• **Objectif de l'exercice**
Recopiez fidèlement le passage de l'extrait sur Portland qui commence aux mots « Les relations traditionnellement » et s'arrête après les mots « Center for Justice. ».

• **Texte de lecture**
______________________________

Pour cet enseignant de l’université d’Oregon, le même phénomène a joué parallèlement dans des zones très rurales situés à l’est de l’Etat, qui ont commencé à attirer des milices et communautés d’extrême droite dès les années 1960.

Car si Portland a aujourd’hui une image marquée très à gauche, elle est le produit d’institutions fondamentalement racistes, rappelle l’historien.

« Le Ku Klux Klan avait une implantation énorme dans l’Oregon dans les années 1920 et il y avait une relation très très étroite entre le système politique et le KKK », souligne-t-il. Jusqu’en 1926, des lois locales interdisaient purement et simplement la venue de personnes noires sur le territoire de l’Etat, sous peine d’être fouetté tous les six mois.

Pour M. Beda, « si on veut parler du militantisme à Portland, on doit aussi parler de son histoire d’exclusion et de racisme », qui marque encore à ce jour la géographie de la ville, où seulement 6% de la population est noire.

Les relations traditionnellement tendues qu’une partie de la population entretient avec les forces de l’ordre sont une autre dimension à prendre en compte pour expliquer les heurts répétés qui opposent depuis deux semaines certains manifestants aux policiers fédéraux déployés par le président Trump dans le centre-ville de Portland.

« La façon dont la police a géré les manifestations à Portland ces deux ou trois dernières années a créé une fracture avec la population », affirme Michael German, ancien policier du FBI et expert de l’ONG Brennan Center for Justice.

« Plus la police se montrait agressive, plus elle était agressée en retour », a-t-il déclaré au Washington Post.

______________________________

(Lignes d'annotation)
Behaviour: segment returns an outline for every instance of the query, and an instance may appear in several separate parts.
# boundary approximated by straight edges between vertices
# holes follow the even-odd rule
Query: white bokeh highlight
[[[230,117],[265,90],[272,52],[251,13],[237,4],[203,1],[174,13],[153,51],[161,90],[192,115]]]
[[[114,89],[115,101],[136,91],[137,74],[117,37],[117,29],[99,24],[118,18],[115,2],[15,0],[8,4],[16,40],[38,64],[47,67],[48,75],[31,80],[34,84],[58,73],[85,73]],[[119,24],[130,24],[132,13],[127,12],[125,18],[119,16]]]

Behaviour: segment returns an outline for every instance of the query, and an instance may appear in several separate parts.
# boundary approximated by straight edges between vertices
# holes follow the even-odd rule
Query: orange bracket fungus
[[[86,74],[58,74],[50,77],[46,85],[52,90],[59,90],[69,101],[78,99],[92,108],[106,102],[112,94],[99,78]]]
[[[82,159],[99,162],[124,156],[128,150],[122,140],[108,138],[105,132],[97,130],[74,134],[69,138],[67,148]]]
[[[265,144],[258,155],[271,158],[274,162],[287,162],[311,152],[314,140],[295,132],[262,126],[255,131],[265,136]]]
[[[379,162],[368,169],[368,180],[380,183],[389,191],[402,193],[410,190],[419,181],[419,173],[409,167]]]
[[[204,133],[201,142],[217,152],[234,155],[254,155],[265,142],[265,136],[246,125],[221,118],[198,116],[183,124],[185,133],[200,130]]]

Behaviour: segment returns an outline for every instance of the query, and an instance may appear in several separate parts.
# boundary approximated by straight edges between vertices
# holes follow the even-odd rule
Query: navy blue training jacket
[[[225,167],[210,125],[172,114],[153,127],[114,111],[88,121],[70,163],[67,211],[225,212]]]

______________________________

• **Réponse**
Les relations traditionnellement tendues qu’une partie de la population entretient avec les forces de l’ordre sont une autre dimension à prendre en compte pour expliquer les heurts répétés qui opposent depuis deux semaines certains manifestants aux policiers fédéraux déployés par le président Trump dans le centre-ville de Portland.

« La façon dont la police a géré les manifestations à Portland ces deux ou trois dernières années a créé une fracture avec la population », affirme Michael German, ancien policier du FBI et expert de l’ONG Brennan Center for Justice.